▶ _Your task_
Print out every record exactly as it appears.

Dataset rows
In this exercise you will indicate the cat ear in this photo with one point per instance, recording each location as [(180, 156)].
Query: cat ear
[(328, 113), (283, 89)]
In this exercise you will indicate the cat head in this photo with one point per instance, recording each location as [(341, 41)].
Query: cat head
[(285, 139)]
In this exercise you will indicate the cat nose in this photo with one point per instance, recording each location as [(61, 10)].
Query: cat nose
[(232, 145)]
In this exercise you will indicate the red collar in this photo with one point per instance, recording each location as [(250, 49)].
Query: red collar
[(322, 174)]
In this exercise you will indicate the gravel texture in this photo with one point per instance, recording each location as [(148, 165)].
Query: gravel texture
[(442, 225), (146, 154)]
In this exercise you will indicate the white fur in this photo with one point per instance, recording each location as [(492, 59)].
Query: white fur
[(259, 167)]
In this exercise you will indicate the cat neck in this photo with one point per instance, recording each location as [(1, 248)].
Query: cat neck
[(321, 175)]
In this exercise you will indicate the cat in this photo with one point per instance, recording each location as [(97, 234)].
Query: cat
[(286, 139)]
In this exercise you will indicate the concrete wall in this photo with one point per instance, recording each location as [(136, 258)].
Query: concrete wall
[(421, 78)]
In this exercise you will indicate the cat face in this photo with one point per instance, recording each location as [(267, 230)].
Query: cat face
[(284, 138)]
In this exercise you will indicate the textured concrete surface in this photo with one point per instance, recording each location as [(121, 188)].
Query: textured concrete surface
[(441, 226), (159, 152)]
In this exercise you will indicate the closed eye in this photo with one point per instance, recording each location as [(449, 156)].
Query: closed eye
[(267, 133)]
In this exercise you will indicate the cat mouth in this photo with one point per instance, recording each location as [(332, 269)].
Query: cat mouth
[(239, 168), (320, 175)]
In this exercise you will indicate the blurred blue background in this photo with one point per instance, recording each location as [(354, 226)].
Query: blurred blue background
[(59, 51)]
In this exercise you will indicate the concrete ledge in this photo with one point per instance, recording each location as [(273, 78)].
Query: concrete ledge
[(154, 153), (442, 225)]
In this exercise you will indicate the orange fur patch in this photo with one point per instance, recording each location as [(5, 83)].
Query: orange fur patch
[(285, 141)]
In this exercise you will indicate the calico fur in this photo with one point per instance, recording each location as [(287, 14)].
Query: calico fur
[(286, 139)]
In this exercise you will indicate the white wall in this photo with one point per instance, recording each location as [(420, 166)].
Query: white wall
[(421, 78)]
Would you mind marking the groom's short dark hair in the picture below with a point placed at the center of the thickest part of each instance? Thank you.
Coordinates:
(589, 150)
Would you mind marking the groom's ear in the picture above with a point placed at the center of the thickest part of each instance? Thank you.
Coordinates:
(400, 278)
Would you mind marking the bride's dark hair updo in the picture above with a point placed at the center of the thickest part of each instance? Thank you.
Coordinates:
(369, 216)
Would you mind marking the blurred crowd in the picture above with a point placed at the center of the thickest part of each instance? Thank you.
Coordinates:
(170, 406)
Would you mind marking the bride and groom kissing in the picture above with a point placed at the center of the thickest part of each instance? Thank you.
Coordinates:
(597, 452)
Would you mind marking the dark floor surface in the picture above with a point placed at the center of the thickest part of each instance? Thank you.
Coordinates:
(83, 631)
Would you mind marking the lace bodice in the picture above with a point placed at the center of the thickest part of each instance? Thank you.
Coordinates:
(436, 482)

▶ _Exercise result_
In this exercise you will indicate the cat ear in this photo with one point per instance, recording each location as [(180, 156)].
Query: cat ear
[(328, 113), (283, 89)]
In this exercise you will indicate the cat head in this photo with one point per instance, recording each location as [(341, 41)].
Query: cat head
[(285, 139)]
In this exercise you will indicate the cat nose in this photo with one point per instance, recording each location as [(61, 10)].
Query: cat nose
[(232, 145)]
In this exercise you will indicate the red collar in this photo with one point per instance, recording each location as [(250, 49)].
Query: red collar
[(322, 174)]
In this exercise you will indicate the gravel texture in this photo with one point per instance, recording each location as [(148, 165)].
Query: gravel texture
[(442, 225), (146, 154)]
In this exercise you will indicate the white fur in this photo with one point per instance, recording each location as [(492, 59)].
Query: white fur
[(259, 167)]
In this exercise you will indicate the cat neck in this photo with one point per instance, recording each location as [(1, 248)].
Query: cat neck
[(321, 175)]
In this exercise you will indicate the cat in this photo with one point per instance, recording each location as [(97, 234)].
Query: cat
[(286, 139)]
In this exercise you will indicate the concrete wall in this photo with one point per instance, recording each location as [(136, 258)].
Query: concrete wall
[(421, 78)]
In this exercise you will indicate the cat face in this photo with one point per instance, recording each location as [(267, 230)].
Query: cat face
[(284, 138)]
In this exercise you will indicate the textured concrete surface in this photo with one point per instance, recording each location as [(121, 188)].
Query: textured concrete surface
[(441, 226), (159, 152)]
In this exercise you will indicate the closed eye in this photo with one point per instance, recording each location as [(449, 156)].
Query: closed eye
[(267, 133)]
In this exercise you will indicate the cat mouth in this photo with one point per instance, recording each location as [(332, 269)].
Query: cat mouth
[(239, 168), (320, 175)]
In this exercise you will indicate the blurred blue background in this photo with one point per instance, recording each location as [(354, 226)].
Query: blurred blue background
[(59, 51)]
In this exercise you will indicate the concrete ledge in this photo with one point per instance, recording each location as [(273, 78)].
Query: concrete ledge
[(154, 153), (442, 225)]
In this exercise you will indicate the orange fur patch in this photo with one point per instance, recording each location as [(5, 83)].
Query: orange fur patch
[(285, 141)]
In this exercise you will indicate the calico fur in this photo with one point per instance, recording each location as [(287, 14)].
Query: calico fur
[(286, 139)]
In this exercise you will indicate the white wall in this photo with one point per instance, recording each location as [(420, 166)].
Query: white wall
[(421, 78)]
Would you mind marking the groom's short dark hair in the picture below with a point placed at the center of the thickest part of each instance? Thank you.
Coordinates:
(589, 150)
Would you mind marking the groom's ear in the picture above with a point placed at the center of the thickest part of each instance? Thank you.
Coordinates:
(400, 278)
Would you mind marking the bride's dark hair updo in the picture above with a point placed at the center of the thickest part of each instance? Thank you.
Coordinates:
(369, 216)
Would you mind marking the blurred crowd in the picture above with a point placed at the center of the thickest part of each instance? Thank you.
Coordinates:
(170, 406)
Would you mind marking the bride and groom kissing in the picture above with a point placed at the center of the thickest part of each instance? Thank you.
Coordinates:
(597, 452)
Would you mind marking the dark floor surface in the picture above with a point placed at the center of the thickest part of each instance? Thank you.
Coordinates:
(83, 631)
Would you mind marking the lace bodice in the picture above with a point placed at the center of the thickest part of each instance? Thank you.
Coordinates:
(436, 482)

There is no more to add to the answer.